WHAT YOU HAVE TO DO: What's needed is an exact copy of the lines from the one that contains "of the electric" to the end of the data below, leaving the pictures out.

[begin RECORDS]

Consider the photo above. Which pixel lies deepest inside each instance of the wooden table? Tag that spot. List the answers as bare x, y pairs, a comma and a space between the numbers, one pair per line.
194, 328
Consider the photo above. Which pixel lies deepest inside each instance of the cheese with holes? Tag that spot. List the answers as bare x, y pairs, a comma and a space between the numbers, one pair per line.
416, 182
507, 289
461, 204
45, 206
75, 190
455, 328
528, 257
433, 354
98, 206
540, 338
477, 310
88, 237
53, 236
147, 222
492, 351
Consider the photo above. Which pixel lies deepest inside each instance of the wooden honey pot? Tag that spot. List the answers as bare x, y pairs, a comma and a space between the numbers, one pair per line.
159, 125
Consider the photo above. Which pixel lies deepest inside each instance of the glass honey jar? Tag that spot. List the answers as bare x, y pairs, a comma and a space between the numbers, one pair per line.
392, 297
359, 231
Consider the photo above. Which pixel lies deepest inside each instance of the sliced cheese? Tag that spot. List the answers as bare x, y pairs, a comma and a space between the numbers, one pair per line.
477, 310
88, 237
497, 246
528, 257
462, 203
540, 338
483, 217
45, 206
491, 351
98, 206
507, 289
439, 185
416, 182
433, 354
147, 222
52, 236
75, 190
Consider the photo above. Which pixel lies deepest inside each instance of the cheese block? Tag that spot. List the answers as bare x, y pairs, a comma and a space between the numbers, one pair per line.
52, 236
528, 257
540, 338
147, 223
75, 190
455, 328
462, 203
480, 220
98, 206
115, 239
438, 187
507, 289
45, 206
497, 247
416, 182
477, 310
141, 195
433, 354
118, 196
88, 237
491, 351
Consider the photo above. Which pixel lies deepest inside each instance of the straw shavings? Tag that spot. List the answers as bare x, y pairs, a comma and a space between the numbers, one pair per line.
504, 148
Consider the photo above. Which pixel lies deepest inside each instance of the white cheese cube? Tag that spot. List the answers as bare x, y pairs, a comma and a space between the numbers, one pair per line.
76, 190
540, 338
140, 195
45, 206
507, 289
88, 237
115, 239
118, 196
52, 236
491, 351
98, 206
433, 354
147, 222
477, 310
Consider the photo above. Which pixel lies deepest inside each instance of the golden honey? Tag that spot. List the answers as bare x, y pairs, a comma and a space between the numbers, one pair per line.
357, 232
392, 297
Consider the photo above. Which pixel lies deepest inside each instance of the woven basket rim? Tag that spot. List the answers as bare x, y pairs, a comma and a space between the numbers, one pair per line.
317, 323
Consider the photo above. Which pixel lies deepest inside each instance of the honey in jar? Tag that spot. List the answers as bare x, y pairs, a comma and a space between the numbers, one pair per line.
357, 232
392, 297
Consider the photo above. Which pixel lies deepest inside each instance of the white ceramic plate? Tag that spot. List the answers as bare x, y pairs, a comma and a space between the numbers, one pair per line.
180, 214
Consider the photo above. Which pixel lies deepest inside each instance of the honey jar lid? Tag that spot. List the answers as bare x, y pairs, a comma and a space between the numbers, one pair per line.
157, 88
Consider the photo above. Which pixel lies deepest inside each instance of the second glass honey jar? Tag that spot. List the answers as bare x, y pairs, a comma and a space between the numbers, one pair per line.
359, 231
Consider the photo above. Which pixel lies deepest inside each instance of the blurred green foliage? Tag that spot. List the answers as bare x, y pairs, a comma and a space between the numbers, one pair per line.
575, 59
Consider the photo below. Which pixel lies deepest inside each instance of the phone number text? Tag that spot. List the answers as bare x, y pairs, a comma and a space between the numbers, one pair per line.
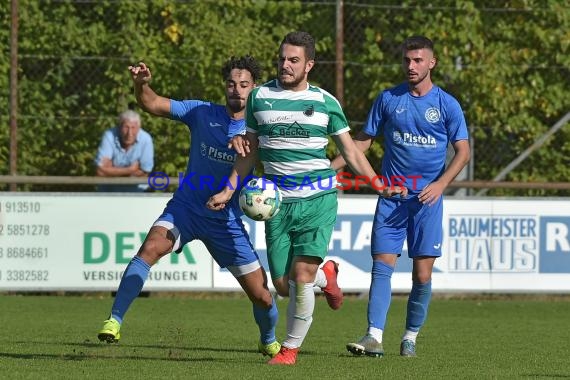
20, 207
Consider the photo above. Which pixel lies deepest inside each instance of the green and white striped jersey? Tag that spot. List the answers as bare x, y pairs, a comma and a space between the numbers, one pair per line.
293, 129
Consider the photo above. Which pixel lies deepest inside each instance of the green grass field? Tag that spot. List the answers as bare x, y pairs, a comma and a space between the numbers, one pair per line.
214, 337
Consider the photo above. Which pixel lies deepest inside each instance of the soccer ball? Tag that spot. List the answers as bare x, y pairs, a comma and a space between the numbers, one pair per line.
260, 199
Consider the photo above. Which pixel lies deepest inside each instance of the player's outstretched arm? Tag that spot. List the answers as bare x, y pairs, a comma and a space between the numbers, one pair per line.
147, 99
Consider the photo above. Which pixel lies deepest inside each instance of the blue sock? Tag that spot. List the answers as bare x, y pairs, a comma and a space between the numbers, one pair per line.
418, 303
131, 285
266, 319
380, 294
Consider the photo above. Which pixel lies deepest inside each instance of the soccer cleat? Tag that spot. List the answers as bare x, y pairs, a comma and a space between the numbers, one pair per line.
367, 345
270, 349
110, 331
332, 292
285, 356
407, 348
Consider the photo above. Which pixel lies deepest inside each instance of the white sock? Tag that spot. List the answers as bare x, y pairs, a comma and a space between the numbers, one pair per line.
410, 335
320, 279
376, 333
299, 313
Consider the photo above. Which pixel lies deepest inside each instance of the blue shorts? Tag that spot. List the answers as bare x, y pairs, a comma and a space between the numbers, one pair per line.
396, 220
226, 240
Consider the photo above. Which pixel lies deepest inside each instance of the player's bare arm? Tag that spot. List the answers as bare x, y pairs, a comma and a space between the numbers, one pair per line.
432, 192
106, 169
147, 99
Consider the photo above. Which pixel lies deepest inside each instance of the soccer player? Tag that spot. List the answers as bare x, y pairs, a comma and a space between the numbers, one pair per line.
185, 217
288, 124
417, 120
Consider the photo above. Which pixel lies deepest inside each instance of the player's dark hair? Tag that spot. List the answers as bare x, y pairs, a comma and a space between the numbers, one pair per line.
246, 62
417, 42
303, 39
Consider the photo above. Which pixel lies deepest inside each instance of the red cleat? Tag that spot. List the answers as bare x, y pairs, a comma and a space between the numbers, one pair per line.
286, 356
332, 292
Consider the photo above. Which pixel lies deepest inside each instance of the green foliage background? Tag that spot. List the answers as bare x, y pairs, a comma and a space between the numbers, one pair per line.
508, 63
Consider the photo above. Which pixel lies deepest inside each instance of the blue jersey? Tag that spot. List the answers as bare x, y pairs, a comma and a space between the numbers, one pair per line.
210, 160
416, 133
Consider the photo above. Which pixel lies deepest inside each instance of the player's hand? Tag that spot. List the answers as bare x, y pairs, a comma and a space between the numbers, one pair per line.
218, 201
391, 191
240, 144
431, 193
140, 73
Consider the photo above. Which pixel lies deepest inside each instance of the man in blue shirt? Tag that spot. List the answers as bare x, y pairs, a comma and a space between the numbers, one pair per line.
417, 120
186, 217
125, 151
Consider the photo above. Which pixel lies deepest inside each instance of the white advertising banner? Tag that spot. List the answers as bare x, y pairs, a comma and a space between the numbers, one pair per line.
83, 242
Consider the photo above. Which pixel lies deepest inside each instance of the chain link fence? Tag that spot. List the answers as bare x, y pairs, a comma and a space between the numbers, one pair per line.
348, 77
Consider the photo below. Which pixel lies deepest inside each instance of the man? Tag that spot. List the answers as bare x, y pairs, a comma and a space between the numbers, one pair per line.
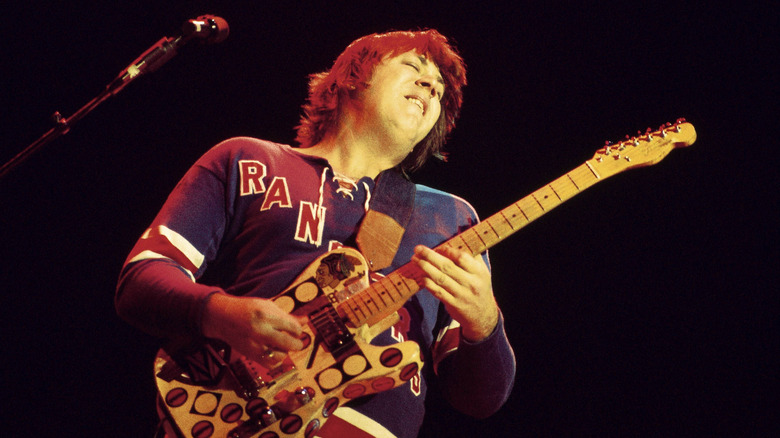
250, 215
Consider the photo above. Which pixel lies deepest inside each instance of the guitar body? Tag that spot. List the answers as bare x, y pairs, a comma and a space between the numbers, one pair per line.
206, 392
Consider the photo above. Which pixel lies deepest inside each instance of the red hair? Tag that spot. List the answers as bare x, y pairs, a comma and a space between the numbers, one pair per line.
352, 70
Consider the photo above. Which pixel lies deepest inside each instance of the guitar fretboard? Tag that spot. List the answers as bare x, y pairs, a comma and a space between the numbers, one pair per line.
387, 295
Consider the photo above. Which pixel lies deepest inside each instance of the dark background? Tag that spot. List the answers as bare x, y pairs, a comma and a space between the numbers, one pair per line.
647, 306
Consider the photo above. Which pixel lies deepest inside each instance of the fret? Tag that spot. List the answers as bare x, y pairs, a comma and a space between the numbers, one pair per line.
568, 175
369, 298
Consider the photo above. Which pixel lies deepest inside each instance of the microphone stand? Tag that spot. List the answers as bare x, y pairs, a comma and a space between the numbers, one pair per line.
149, 61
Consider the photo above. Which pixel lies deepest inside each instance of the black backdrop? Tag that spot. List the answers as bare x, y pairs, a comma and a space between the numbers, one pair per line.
645, 306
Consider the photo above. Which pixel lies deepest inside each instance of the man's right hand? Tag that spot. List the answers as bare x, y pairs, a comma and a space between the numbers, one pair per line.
251, 325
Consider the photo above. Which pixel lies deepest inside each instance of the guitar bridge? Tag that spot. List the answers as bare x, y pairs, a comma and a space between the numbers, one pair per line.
331, 328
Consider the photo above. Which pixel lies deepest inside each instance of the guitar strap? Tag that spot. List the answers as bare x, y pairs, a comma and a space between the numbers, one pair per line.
385, 221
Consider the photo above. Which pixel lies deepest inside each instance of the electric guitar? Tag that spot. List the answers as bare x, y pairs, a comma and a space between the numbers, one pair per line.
209, 393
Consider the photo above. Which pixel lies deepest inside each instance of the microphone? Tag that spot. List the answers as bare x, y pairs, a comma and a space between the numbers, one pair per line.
211, 29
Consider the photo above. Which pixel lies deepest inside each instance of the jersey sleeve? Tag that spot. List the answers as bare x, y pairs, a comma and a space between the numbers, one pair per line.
156, 291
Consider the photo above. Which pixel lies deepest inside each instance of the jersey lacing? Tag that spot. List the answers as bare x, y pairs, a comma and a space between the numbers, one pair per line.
346, 184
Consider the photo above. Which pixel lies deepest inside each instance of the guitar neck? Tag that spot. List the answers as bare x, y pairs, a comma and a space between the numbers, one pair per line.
387, 295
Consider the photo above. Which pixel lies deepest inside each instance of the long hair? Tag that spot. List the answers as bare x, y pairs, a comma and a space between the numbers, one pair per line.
350, 75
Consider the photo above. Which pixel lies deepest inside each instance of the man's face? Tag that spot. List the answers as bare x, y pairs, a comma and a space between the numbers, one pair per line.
403, 99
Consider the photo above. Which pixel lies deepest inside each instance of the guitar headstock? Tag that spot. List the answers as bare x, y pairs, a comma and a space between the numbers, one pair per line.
644, 149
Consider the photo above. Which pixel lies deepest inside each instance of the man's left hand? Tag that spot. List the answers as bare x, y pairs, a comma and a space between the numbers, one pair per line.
462, 283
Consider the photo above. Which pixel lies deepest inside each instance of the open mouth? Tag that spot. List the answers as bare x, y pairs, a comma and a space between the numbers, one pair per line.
417, 101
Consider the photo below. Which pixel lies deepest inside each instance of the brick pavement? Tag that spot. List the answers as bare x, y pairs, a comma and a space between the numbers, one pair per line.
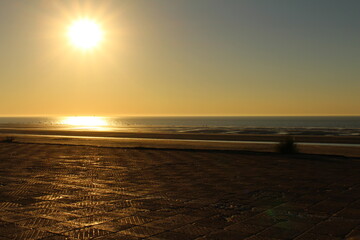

[end RECORDS]

FINISHED EXERCISE:
Consider the photo above. Which pixel lies deepest inside each instance of the electric guitar? Tag that spot. List the answers as bare x, y pairs, a comma and a space between the numbers, one pair per line.
209, 393
Consider the photo above. Which pixel lies deepest inside each instance of the microphone? Tag that spot. List the answers as bare x, y pairs, a comma and a space between the numbers, one pair per line.
211, 29
Consider the photo above. Which pixel lies deepest inside each instance of the jersey sleeve? Tag that spot. List the answers as bare x, y pairs, a comma and a space between the numbers, one pair per line.
156, 291
Consider the photo above. Which pixel lies deepest inside each instance of the jersey lacing? Tag that spot. List the answers as bare x, y pairs, a comma and a space between the numbers, one pair per line.
346, 184
Consider the photo above. Which pixel lies deepest inside each instance of the guitar neck? Tag that spot. List the answers as bare x, y pairs, a comma and a space between the numbers, one pair per line.
387, 295
Consider the photo above. Which pixel lies deepest inside each instance of the long hair? Tag that spot. List the answers as bare x, y pairs, a comma and a space between the numbers, one pair per line.
350, 75
Consider the photo above. Which pixel lies deepest inside each instance of the man's face? Tag that spot. List the answers as bare x, y pairs, a comma and a space between the numbers, one pair per line.
403, 99
Consider the photo above. Which pixel lies deepest inside each instance of the guitar headstock? Tag that spot. List the answers as bare x, y pairs, a comma and a space between the numbers, one pair per line.
644, 149
Consider the photo above. Which pixel lies deepest inside each instance of the man's left hand? Tag that spot. List the answers as bare x, y pairs, a comma and a space between the numbers, one pair per line.
462, 283
Consider the photo above. Which pixel lies deepest inside each instance of the open mouth? Tag that spot. List the answers as bare x, y pairs, a comma and a space between the numbers, one pair per line.
417, 101
Consider the photo below. Which pixel lies deepest inside each instance of the brick pavement? Tag that spot. List the answers as bare x, y pairs, a comma and a space between the numbers, one pair per line.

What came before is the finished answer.